Search the data for the word "viaduct" and copy out every line that has it.

————————

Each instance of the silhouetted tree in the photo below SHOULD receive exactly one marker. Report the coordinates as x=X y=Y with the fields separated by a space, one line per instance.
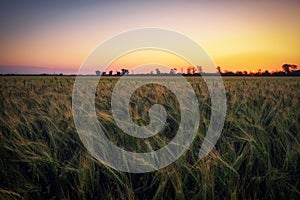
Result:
x=124 y=71
x=199 y=69
x=173 y=71
x=157 y=71
x=287 y=67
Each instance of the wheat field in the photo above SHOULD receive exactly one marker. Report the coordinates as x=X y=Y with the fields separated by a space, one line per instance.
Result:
x=256 y=157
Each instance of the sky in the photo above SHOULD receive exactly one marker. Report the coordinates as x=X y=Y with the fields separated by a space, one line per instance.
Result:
x=57 y=36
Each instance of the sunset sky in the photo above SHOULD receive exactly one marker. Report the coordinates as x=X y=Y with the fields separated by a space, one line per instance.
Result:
x=56 y=36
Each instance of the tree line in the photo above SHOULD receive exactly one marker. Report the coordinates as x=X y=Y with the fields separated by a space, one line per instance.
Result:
x=287 y=70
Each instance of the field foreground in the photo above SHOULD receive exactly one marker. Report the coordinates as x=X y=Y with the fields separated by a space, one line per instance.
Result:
x=256 y=157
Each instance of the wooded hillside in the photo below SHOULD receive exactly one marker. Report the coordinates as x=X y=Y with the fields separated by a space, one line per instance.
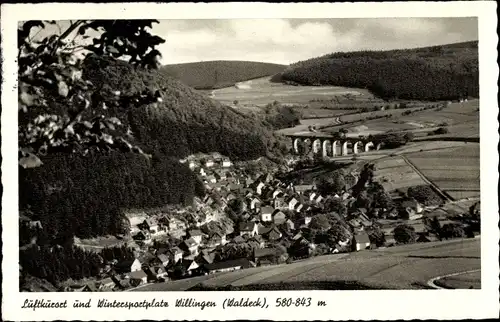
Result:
x=431 y=73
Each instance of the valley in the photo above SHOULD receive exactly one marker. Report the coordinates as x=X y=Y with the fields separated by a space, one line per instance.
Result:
x=254 y=176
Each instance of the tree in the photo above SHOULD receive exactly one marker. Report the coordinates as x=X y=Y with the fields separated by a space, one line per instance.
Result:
x=475 y=210
x=409 y=136
x=61 y=111
x=404 y=234
x=335 y=205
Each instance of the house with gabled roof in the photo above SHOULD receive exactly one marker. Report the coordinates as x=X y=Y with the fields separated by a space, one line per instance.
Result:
x=277 y=193
x=196 y=234
x=190 y=265
x=209 y=163
x=226 y=163
x=292 y=203
x=280 y=203
x=290 y=225
x=278 y=217
x=258 y=187
x=156 y=272
x=361 y=241
x=220 y=175
x=190 y=245
x=266 y=213
x=175 y=254
x=265 y=256
x=253 y=203
x=302 y=188
x=266 y=178
x=238 y=240
x=106 y=284
x=150 y=224
x=137 y=278
x=142 y=236
x=164 y=260
x=248 y=228
x=259 y=240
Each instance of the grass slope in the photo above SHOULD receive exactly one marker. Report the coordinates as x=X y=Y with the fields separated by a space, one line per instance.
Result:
x=218 y=74
x=429 y=73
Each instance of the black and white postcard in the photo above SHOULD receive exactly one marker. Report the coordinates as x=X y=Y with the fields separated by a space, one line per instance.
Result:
x=256 y=161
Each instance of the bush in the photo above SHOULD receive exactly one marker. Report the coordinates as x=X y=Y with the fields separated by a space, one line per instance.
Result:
x=441 y=130
x=453 y=230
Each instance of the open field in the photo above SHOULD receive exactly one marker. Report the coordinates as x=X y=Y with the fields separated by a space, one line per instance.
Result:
x=400 y=267
x=461 y=119
x=395 y=174
x=454 y=170
x=452 y=166
x=262 y=91
x=462 y=281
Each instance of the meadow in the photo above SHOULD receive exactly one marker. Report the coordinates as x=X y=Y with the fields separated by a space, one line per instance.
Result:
x=454 y=170
x=262 y=91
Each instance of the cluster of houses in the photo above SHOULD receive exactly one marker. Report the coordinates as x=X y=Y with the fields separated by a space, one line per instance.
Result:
x=268 y=211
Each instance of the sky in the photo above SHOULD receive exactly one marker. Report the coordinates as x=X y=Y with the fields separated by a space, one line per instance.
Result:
x=285 y=41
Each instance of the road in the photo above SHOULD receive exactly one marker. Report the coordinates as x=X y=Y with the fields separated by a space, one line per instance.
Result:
x=400 y=267
x=432 y=281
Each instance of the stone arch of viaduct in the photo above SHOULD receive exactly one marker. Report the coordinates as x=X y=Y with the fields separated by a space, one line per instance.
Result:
x=336 y=147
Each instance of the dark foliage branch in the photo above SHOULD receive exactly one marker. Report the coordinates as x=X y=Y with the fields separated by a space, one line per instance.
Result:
x=59 y=110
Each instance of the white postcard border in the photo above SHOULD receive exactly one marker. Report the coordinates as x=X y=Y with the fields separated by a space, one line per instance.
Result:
x=342 y=305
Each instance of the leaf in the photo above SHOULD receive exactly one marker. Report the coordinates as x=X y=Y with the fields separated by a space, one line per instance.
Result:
x=30 y=161
x=26 y=99
x=112 y=49
x=62 y=89
x=107 y=138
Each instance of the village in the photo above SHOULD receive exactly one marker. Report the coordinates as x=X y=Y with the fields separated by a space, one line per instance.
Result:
x=246 y=221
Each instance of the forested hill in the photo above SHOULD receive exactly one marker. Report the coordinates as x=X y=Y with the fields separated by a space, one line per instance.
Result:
x=218 y=74
x=431 y=73
x=83 y=195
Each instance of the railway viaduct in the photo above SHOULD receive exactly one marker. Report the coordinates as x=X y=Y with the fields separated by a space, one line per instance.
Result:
x=333 y=146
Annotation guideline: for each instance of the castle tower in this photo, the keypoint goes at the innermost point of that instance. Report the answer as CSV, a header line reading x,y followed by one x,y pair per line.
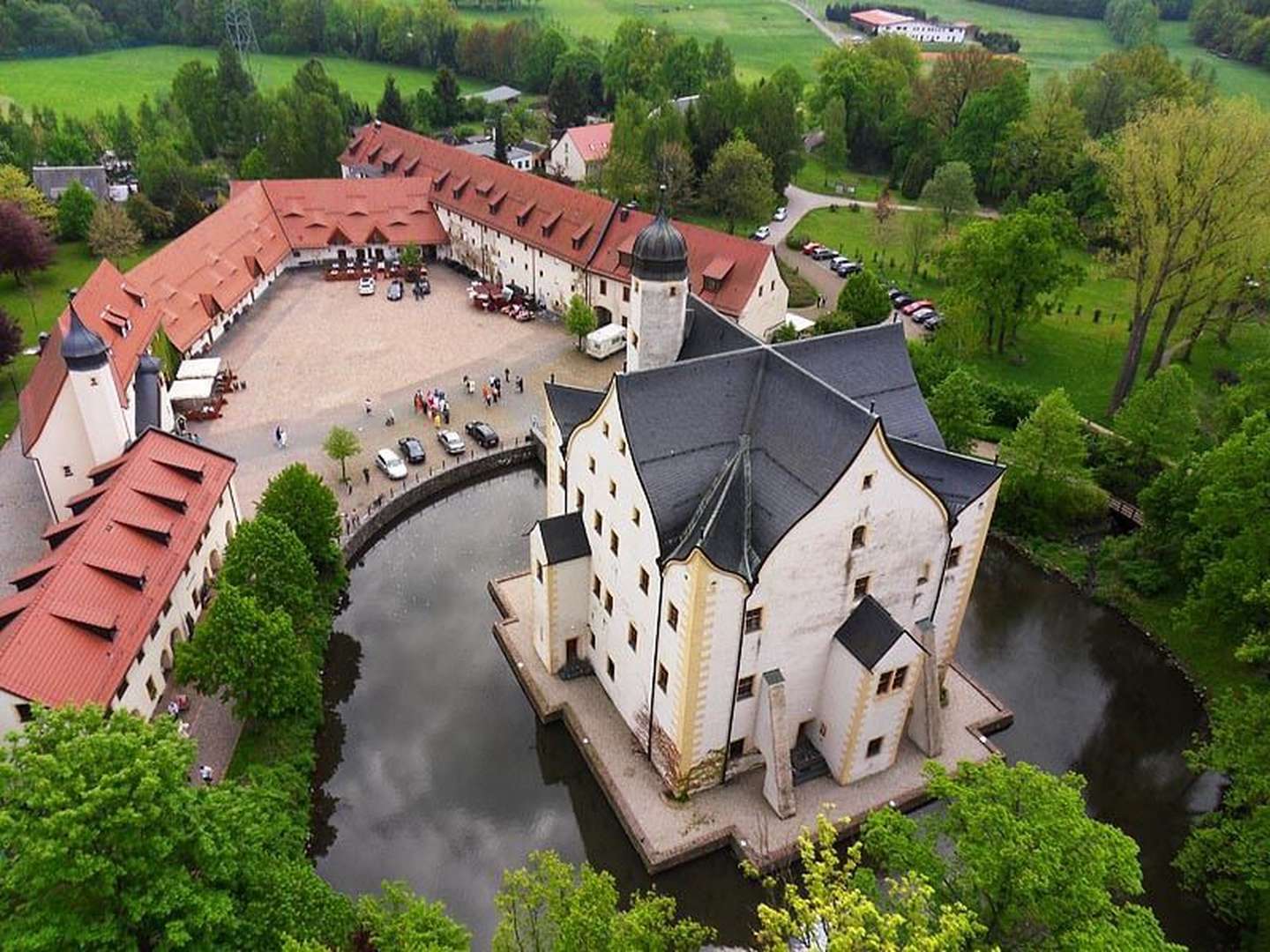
x,y
660,296
88,368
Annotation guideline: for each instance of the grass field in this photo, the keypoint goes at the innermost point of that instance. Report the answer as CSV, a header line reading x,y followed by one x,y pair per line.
x,y
36,308
80,86
762,34
1062,43
1067,349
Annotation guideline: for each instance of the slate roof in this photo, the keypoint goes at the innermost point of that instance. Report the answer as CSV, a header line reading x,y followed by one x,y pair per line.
x,y
869,632
564,537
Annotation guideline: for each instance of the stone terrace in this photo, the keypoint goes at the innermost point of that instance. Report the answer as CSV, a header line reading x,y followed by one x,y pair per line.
x,y
667,833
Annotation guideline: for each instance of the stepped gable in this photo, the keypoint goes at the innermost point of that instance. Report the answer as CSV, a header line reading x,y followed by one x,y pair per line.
x,y
117,312
81,614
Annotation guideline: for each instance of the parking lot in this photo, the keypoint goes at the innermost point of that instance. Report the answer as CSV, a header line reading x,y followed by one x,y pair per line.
x,y
314,351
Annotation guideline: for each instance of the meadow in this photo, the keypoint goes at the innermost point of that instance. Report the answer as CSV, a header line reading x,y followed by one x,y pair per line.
x,y
1067,349
80,86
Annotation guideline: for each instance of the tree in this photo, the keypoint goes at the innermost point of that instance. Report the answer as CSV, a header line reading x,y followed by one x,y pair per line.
x,y
863,300
833,121
112,234
1047,480
950,190
739,183
75,212
1004,271
1188,187
834,906
1016,847
16,187
390,108
253,658
550,906
920,234
579,319
1227,854
959,410
25,245
1160,417
342,444
299,498
400,922
98,834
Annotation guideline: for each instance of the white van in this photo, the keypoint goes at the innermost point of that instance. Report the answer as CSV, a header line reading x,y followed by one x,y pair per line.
x,y
605,342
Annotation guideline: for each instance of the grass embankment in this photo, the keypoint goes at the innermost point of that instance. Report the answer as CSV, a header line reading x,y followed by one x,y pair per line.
x,y
36,306
80,86
1065,349
762,34
1057,45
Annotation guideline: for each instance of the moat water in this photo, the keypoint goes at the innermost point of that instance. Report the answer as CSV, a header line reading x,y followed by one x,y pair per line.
x,y
433,768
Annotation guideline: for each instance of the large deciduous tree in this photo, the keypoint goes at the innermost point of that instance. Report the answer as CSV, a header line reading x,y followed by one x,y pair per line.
x,y
1018,848
1188,184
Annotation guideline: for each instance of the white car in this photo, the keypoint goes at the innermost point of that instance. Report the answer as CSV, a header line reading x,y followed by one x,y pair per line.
x,y
390,465
451,442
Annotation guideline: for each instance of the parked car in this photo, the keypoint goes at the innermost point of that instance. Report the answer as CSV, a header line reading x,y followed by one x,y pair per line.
x,y
412,450
451,442
482,433
390,465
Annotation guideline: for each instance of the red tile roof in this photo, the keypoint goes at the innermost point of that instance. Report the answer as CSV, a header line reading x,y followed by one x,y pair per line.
x,y
213,265
72,634
592,141
107,306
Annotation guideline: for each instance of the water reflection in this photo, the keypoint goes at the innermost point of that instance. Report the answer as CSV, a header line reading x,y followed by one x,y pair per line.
x,y
436,770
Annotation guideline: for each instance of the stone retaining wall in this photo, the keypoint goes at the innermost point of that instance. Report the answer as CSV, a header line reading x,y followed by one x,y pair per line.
x,y
439,482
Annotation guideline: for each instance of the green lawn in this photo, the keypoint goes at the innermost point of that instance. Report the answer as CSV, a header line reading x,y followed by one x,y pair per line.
x,y
762,34
80,86
1062,43
1067,349
36,308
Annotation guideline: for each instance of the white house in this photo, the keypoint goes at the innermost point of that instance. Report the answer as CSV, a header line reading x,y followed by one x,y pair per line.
x,y
126,577
764,553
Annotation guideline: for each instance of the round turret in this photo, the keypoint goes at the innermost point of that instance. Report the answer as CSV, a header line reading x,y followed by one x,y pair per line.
x,y
660,251
81,348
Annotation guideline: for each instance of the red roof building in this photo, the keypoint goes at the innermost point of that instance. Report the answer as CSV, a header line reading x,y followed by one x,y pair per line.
x,y
95,620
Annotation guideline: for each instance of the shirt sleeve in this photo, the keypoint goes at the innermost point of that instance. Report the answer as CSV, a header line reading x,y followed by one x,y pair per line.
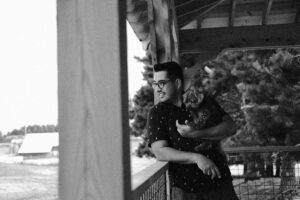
x,y
156,126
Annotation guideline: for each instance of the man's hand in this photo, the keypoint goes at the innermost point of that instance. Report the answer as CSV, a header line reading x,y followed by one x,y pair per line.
x,y
184,129
207,166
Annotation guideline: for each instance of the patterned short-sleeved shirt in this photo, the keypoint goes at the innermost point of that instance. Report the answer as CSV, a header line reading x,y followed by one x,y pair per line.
x,y
162,126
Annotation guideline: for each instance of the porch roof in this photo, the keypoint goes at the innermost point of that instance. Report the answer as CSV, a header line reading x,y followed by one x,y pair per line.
x,y
229,16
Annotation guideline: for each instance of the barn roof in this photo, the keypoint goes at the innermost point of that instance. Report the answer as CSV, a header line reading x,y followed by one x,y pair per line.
x,y
39,143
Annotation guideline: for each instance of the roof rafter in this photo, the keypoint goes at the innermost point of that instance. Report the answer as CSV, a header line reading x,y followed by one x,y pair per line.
x,y
267,11
232,12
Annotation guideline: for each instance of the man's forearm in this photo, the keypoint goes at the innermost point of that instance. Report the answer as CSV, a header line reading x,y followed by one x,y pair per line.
x,y
221,131
170,154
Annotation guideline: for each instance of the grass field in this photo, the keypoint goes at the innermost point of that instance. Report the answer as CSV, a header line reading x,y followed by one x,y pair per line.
x,y
28,182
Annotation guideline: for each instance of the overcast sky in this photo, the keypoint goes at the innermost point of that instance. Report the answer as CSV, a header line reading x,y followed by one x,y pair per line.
x,y
28,76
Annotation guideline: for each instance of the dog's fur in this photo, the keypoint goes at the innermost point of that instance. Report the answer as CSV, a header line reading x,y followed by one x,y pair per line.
x,y
203,110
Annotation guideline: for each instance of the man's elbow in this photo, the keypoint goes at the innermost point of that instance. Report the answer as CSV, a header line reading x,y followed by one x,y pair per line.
x,y
231,126
232,129
159,155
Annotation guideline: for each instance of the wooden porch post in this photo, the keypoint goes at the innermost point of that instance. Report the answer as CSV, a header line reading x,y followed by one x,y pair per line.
x,y
163,31
93,100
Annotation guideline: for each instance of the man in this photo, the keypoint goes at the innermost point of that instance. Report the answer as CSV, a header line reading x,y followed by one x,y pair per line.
x,y
193,176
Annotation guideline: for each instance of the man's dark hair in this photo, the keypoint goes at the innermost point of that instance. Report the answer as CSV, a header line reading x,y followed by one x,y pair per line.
x,y
173,69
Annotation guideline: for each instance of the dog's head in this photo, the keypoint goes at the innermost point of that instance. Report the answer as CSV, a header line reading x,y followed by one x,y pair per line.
x,y
193,97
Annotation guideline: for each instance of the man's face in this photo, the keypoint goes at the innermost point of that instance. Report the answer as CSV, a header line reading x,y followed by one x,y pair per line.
x,y
164,87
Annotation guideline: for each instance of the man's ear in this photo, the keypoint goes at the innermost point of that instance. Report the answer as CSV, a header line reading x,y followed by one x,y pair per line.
x,y
200,97
178,83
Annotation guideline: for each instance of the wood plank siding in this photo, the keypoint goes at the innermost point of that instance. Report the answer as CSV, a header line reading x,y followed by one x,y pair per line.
x,y
93,100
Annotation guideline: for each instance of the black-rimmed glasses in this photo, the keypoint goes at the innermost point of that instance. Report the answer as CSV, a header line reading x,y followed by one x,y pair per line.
x,y
160,84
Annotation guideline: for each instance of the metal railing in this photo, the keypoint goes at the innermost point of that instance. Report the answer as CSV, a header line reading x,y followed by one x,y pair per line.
x,y
265,173
152,183
260,173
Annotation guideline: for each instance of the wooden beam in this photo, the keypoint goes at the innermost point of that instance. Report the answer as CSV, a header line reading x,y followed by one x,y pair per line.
x,y
297,13
94,160
163,30
187,17
267,12
232,12
151,18
217,39
175,32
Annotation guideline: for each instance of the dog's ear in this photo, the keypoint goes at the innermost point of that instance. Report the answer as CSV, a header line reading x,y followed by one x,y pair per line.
x,y
201,97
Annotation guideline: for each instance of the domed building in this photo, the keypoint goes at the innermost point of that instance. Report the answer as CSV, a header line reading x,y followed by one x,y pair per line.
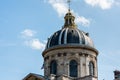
x,y
69,54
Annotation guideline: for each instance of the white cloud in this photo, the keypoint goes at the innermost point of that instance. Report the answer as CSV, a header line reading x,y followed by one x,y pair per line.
x,y
103,4
28,36
35,44
61,8
27,33
82,21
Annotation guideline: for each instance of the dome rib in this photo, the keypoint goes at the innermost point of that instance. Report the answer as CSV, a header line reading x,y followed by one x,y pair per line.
x,y
69,36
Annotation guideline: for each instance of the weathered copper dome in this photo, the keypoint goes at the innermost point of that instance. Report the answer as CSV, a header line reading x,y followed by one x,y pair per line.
x,y
69,34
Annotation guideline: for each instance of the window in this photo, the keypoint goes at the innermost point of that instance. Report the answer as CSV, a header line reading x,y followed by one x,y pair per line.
x,y
91,68
53,67
73,68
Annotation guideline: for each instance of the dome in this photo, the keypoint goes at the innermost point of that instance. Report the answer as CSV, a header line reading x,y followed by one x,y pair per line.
x,y
69,34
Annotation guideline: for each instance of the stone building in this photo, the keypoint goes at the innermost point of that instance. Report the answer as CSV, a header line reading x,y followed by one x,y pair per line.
x,y
69,54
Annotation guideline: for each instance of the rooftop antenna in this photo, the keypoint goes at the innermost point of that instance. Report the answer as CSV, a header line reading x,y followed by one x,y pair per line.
x,y
69,1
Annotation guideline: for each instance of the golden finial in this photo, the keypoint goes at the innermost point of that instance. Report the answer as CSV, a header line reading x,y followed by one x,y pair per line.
x,y
69,1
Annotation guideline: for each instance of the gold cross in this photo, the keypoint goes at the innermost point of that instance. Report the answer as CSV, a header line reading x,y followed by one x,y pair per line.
x,y
69,1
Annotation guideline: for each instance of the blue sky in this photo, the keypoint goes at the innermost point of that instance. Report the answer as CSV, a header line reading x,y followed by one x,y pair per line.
x,y
25,26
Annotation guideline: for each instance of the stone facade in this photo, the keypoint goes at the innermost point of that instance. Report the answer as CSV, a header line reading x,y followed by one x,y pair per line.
x,y
70,54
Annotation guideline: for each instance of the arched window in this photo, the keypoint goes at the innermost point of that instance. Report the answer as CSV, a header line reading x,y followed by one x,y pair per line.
x,y
73,68
91,68
53,67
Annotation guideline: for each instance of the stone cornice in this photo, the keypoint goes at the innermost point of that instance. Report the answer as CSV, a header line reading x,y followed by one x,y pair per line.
x,y
69,46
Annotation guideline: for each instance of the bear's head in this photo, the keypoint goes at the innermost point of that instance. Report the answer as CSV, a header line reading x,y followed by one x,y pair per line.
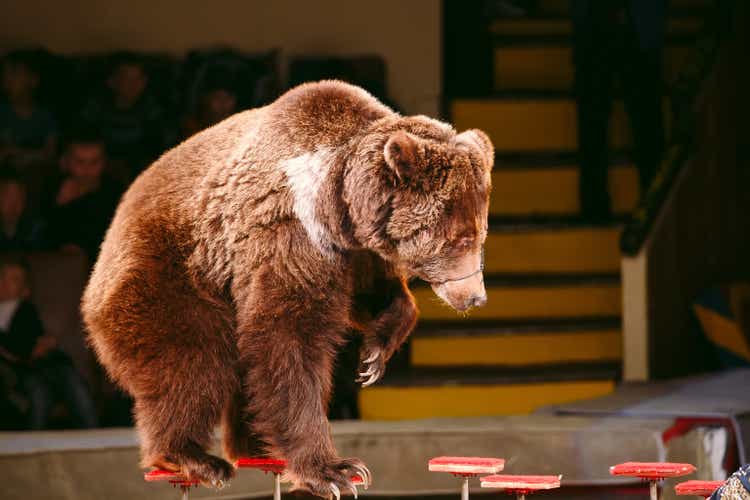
x,y
423,201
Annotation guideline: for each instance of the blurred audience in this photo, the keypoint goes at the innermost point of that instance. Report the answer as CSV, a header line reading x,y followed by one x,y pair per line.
x,y
38,373
21,231
130,119
217,98
81,202
623,38
28,132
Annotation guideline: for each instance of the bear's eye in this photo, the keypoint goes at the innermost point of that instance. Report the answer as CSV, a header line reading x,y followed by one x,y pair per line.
x,y
465,242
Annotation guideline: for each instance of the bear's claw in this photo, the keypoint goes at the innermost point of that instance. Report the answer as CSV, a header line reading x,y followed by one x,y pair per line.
x,y
373,367
336,479
336,492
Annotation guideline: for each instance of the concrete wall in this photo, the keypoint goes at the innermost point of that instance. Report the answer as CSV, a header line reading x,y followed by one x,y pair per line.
x,y
406,34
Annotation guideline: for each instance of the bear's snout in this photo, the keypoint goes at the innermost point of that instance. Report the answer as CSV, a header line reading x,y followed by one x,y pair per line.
x,y
463,295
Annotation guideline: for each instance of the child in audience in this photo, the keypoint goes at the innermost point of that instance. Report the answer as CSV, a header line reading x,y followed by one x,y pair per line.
x,y
129,118
28,133
80,205
46,374
19,230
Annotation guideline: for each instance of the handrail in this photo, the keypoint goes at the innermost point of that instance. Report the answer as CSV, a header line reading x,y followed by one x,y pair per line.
x,y
684,93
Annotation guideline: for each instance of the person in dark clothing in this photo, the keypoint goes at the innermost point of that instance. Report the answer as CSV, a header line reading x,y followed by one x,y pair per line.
x,y
623,38
46,374
81,203
130,118
20,230
28,132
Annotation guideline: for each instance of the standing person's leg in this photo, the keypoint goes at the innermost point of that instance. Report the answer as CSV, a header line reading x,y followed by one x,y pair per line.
x,y
70,387
593,58
642,81
39,397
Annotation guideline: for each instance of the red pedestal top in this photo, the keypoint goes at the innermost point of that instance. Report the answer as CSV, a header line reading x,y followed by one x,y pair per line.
x,y
521,484
651,470
274,465
466,466
697,488
172,477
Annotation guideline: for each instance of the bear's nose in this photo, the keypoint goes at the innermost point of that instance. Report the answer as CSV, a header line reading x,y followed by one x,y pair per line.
x,y
477,300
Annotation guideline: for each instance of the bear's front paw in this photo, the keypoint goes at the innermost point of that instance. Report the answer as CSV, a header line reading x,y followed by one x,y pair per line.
x,y
335,478
372,365
209,470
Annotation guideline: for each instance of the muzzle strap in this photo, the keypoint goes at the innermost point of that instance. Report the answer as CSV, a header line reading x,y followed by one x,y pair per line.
x,y
478,271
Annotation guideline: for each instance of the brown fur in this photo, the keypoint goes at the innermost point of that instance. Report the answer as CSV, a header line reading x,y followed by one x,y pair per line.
x,y
222,294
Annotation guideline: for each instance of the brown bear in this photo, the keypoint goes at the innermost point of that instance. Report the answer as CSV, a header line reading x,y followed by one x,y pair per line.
x,y
230,274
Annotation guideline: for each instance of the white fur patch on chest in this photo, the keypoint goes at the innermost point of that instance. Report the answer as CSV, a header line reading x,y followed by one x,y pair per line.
x,y
305,176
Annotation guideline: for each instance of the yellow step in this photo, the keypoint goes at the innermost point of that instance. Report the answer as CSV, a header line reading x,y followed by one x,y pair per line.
x,y
554,190
550,67
520,348
558,26
410,402
527,124
515,301
553,250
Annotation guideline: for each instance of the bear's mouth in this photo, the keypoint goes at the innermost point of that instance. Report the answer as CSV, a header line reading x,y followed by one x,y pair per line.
x,y
464,296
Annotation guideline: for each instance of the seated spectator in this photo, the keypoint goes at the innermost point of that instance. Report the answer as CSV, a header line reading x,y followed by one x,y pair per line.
x,y
217,99
28,133
20,230
45,373
130,118
81,203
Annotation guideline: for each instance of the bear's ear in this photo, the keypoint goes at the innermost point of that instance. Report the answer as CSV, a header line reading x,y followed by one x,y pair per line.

————————

REPLY:
Each instance of the stone arch of viaduct in the photo above SHOULD receive exactly one marker. Report the coordinates as x=X y=Y with the fields separated by a space, one line per instance.
Each instance of the railway viaduct in the photo above SHOULD receive exactly one marker. Report the coordinates as x=X y=Y with the fields separated by a space, one line per instance.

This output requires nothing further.